* [Work item] Continue the write-up on predicting gene expression from random promoter sequences, starting after its last sentence.

Start of Document section

I developed an end-to-end procedure to predict the expression of genes from random promoters using Jupyter Notebook and TensorFlow. My approach uses Recurrent (GRU) and Convolution Neural Networks to regress the strength of the targeted promoters using information encoded in the forward and reverse DNA strands. The starting point of my model, two bi-bidirectional GRUs, have been recently used in a machine learning competition at Kaggle to predict the stability of RNA vaccines. In this work, I expanded on this architecture and found that adding convolutions and fully connected layers can efficiently extract features from DNA sequences and predict gene expression. Surprisingly, the training of this model benefits from using Binary Crossentropy loss coupled with the sigmoid activation of the output layer.
Create a conda env using the environment.yml file. If the env creation fails, the python version and packages used are listed in the last cells of the jupyter notebook (250_pandas_final_1_bis_bc-0.745-Copy1.nbconvert.ipynb)

End of Document section
Start of Data records

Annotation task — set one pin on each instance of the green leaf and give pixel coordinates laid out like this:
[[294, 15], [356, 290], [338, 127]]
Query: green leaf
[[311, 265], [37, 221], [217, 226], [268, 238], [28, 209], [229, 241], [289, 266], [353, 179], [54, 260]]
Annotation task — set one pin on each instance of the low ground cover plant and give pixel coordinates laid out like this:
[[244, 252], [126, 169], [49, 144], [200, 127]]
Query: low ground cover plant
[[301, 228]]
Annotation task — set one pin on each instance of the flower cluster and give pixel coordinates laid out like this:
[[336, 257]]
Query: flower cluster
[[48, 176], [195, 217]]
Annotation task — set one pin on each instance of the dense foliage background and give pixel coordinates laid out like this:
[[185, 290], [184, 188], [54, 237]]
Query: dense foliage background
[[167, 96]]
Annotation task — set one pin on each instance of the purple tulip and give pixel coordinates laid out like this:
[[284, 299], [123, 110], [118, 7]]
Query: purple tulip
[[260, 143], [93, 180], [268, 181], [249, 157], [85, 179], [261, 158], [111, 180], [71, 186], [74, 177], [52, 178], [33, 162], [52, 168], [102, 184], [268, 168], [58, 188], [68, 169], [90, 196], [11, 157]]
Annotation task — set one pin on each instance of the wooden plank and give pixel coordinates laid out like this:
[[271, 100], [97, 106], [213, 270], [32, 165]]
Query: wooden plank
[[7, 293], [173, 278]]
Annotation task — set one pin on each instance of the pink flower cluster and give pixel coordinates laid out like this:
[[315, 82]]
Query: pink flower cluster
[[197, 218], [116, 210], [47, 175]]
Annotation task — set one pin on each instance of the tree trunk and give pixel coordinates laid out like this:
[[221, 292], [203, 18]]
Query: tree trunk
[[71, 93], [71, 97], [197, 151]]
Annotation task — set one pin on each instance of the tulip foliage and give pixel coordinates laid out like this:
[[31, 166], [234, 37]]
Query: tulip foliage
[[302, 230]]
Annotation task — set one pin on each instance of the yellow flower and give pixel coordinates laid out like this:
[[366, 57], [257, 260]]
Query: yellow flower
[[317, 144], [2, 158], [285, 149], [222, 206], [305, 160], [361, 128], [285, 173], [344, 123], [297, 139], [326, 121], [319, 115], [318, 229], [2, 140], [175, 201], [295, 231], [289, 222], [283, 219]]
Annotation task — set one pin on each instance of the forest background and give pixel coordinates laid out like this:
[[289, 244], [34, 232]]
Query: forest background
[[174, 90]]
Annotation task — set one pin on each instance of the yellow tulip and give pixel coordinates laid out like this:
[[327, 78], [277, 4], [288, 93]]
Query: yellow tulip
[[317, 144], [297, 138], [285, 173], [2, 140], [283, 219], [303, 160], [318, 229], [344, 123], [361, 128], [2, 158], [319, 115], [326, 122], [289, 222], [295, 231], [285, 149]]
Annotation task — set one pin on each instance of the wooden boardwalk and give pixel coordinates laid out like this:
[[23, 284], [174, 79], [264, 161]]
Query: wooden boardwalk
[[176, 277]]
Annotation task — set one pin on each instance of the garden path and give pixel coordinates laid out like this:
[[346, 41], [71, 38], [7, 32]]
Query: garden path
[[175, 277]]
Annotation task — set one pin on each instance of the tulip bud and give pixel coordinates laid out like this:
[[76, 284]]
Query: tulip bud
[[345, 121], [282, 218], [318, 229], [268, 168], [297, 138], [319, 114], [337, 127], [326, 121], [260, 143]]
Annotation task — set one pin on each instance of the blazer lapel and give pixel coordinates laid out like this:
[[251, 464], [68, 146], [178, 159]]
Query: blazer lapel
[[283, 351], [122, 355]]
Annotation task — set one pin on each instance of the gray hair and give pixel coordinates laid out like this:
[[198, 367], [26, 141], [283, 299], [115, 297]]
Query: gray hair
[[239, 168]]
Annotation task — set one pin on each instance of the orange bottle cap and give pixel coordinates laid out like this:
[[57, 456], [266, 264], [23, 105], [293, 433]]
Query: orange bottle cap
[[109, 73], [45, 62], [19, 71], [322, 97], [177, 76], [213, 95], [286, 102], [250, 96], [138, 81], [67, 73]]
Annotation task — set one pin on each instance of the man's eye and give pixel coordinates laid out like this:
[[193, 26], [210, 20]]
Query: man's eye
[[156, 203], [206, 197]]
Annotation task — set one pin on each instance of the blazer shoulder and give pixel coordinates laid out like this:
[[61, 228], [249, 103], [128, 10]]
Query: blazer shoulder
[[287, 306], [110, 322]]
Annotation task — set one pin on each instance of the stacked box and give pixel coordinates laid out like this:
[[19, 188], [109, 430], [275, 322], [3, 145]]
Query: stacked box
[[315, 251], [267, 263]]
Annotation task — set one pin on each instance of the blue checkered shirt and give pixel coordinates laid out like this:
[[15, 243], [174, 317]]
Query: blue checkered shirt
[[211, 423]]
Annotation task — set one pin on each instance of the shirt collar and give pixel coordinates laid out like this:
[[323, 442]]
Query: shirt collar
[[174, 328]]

End of Data records

* [Written response]
The jupyter notebook contains an end-to-end strategy to predict the expression of genes using random promoters. Click here to download the input files. If the input files and the notebook are present in the same folder, you can run all cells to train the model until epoch 11, used for the competition. The notebook will then produce the prediction on the test set in tsv format and json format.
Alternatively, you can directly use a helper function (make_prediction) to predict the test sequences with the sub_model.11.h5 model (used for the competition) or any other model created during training.